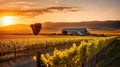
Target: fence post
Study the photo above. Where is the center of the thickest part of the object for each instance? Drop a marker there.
(38, 59)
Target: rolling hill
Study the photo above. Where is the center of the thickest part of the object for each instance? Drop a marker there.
(56, 27)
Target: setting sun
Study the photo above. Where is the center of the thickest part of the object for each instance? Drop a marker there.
(7, 20)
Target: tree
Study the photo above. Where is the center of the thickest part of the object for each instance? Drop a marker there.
(64, 32)
(36, 28)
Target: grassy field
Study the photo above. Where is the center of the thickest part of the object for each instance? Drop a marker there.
(46, 43)
(112, 58)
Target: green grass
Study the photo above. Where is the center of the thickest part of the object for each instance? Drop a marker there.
(112, 58)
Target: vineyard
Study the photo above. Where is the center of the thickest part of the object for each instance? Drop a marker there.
(57, 51)
(76, 55)
(15, 47)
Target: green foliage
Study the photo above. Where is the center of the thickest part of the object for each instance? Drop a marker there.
(77, 55)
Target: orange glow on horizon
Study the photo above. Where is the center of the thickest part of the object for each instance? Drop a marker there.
(8, 20)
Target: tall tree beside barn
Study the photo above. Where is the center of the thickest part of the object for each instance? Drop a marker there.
(36, 28)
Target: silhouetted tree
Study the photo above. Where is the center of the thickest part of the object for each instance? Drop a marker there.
(36, 28)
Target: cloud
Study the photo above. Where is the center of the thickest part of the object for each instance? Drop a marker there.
(35, 12)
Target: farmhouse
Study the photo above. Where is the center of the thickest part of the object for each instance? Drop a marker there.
(75, 31)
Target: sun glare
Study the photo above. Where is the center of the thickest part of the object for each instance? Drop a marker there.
(7, 20)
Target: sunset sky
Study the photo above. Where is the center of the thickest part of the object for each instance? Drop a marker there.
(31, 11)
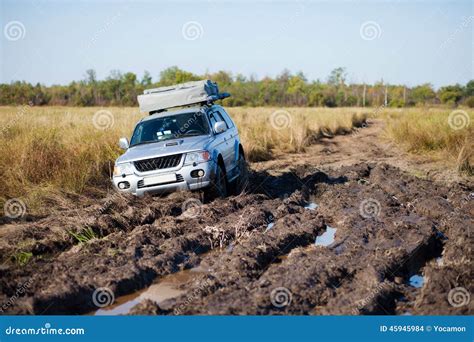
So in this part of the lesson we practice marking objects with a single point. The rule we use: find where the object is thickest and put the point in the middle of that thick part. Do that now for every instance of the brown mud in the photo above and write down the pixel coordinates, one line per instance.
(255, 253)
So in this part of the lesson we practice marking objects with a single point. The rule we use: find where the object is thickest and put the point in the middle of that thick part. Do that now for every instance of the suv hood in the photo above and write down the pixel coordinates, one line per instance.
(163, 148)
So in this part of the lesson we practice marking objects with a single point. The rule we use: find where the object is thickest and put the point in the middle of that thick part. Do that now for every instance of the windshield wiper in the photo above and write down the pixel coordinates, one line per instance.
(144, 143)
(190, 134)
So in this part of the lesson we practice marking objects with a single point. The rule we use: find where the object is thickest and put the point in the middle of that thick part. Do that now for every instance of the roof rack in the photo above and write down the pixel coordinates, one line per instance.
(180, 95)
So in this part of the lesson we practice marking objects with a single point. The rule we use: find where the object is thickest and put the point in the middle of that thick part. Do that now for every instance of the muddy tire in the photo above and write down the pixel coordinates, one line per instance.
(218, 187)
(240, 184)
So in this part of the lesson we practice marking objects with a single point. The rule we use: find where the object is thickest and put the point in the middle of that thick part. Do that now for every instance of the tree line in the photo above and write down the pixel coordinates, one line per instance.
(286, 89)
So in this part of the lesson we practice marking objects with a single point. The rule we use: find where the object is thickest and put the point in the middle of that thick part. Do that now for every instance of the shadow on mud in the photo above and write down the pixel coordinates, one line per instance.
(296, 179)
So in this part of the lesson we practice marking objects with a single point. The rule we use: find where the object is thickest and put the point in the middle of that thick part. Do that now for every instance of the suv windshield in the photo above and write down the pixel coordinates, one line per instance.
(170, 127)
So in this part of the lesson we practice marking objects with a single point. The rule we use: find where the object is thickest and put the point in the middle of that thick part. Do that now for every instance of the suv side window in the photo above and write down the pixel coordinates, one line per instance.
(226, 118)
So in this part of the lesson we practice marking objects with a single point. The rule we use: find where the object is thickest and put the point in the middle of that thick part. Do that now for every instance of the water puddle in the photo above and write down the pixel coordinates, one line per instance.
(166, 288)
(311, 206)
(326, 238)
(417, 281)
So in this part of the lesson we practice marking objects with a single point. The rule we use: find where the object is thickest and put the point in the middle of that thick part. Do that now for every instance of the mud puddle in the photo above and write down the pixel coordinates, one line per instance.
(168, 287)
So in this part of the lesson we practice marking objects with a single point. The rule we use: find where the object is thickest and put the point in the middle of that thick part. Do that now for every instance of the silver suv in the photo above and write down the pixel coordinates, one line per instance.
(197, 147)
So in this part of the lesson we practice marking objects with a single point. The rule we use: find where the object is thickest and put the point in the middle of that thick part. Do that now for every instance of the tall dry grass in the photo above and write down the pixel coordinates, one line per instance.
(49, 152)
(445, 133)
(268, 131)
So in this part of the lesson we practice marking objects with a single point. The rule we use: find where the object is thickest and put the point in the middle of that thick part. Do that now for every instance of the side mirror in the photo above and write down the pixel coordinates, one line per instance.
(123, 143)
(220, 127)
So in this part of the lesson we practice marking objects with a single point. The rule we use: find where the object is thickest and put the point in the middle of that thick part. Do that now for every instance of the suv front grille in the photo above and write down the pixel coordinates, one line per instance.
(158, 163)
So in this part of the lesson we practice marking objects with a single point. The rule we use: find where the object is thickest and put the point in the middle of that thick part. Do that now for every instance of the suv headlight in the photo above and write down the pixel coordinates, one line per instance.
(123, 169)
(197, 157)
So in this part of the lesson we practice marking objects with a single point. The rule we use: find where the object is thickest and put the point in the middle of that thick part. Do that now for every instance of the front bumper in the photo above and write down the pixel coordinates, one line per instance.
(184, 180)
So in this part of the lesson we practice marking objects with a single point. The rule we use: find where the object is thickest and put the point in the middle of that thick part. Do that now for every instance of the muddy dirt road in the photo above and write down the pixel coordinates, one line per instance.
(345, 228)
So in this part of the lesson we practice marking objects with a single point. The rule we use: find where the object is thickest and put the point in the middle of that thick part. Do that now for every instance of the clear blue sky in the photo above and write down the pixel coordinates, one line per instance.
(414, 41)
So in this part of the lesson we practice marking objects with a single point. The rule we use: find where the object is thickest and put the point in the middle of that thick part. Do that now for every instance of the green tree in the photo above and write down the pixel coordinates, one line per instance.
(451, 94)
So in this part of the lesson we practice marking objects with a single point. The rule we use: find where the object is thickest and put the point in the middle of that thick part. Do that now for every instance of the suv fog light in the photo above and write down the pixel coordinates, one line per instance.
(197, 173)
(124, 185)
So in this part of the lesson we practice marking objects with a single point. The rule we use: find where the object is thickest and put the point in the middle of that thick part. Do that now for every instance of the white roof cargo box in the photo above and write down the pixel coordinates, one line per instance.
(183, 94)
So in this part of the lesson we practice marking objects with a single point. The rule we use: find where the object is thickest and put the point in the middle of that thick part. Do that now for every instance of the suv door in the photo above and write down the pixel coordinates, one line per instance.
(221, 139)
(232, 135)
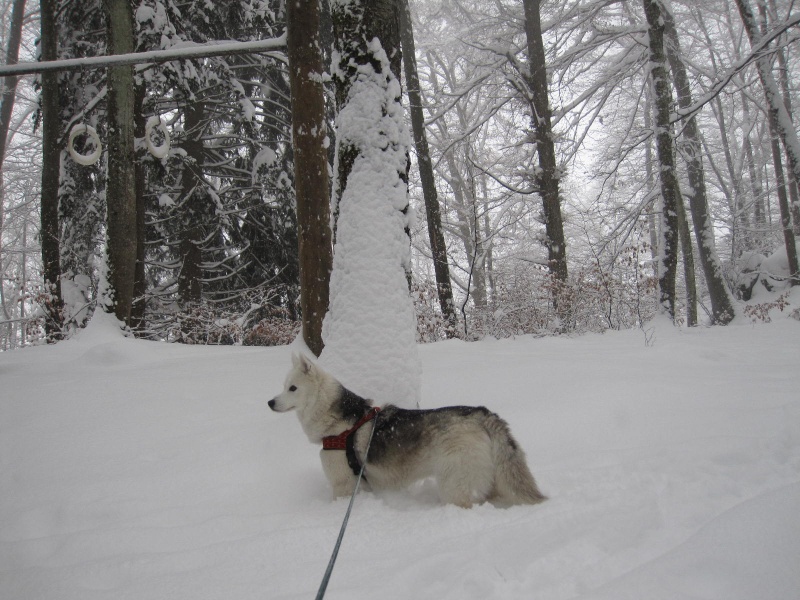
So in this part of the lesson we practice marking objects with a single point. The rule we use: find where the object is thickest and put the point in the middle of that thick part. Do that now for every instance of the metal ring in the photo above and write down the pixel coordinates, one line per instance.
(162, 150)
(86, 160)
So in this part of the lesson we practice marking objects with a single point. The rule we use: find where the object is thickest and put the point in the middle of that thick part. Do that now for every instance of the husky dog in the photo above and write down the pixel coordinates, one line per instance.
(468, 450)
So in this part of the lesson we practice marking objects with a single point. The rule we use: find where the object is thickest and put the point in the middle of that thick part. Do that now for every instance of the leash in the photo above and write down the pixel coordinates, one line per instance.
(326, 578)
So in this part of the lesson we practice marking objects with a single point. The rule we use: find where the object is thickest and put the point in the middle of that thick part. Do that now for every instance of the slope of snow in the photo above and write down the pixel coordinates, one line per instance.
(138, 470)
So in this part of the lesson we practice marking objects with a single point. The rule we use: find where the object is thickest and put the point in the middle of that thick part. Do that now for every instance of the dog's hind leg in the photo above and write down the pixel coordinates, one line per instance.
(465, 473)
(338, 472)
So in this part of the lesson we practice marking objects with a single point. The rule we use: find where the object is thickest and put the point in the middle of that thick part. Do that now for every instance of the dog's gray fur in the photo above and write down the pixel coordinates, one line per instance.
(468, 450)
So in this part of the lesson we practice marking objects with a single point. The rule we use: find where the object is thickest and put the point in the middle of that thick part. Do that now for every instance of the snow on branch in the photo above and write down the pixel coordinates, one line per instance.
(187, 50)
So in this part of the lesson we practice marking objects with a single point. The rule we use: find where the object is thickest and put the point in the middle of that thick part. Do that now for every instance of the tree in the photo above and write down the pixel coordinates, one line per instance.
(369, 331)
(51, 162)
(432, 211)
(312, 188)
(780, 124)
(670, 191)
(721, 306)
(121, 183)
(548, 174)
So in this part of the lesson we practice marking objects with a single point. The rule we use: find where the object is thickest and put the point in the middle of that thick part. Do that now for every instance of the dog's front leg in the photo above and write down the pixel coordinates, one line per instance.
(338, 472)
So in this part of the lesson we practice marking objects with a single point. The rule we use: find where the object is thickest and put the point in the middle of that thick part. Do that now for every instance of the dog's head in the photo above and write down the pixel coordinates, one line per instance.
(300, 387)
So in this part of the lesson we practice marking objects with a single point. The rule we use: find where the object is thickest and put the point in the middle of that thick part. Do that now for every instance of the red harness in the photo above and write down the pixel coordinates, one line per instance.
(339, 442)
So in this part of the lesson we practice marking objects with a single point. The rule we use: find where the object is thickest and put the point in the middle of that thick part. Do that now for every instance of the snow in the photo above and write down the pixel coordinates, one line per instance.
(132, 469)
(370, 329)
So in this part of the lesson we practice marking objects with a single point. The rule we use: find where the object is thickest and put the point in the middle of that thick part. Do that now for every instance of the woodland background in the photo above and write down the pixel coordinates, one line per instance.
(673, 173)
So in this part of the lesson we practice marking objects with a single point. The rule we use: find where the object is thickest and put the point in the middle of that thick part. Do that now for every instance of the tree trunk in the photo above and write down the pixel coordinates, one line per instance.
(312, 188)
(432, 209)
(121, 185)
(10, 83)
(548, 175)
(371, 323)
(139, 284)
(51, 167)
(688, 265)
(6, 110)
(780, 124)
(194, 200)
(670, 189)
(721, 305)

- [OBJECTIVE]:
Locate "the snow in" in the material, then quote the line that contains it and all lines after it through the final one.

- [WORKED ANSWER]:
So in this part of the lesson we practice marking objects with a single point. The rule we use: find where the object is thickest and put the point in the middle of that thick part. Do that now for every instance of the snow in the photo above and write down the pixel coordinates, one line per instance.
(132, 469)
(370, 329)
So in this part of the lesson we practice marking objects with a single point. The rule we use: find where the object is thickest and put the point in the middle of that thick part. Do that now for every instance of the woodland background in the photo above and write down the pixel coordinates, one line per instance.
(673, 173)
So in this part of the lesson we practice marking objects with a single point. The rule we use: find where the object is thickest and put the point in the middle of that thick part. Do that now for every instance of the tree trunk in the photo above and write down the pixel coordinates, one line per instance.
(312, 188)
(432, 209)
(121, 185)
(10, 83)
(548, 175)
(371, 323)
(139, 284)
(51, 167)
(688, 265)
(6, 110)
(780, 124)
(194, 200)
(670, 189)
(721, 305)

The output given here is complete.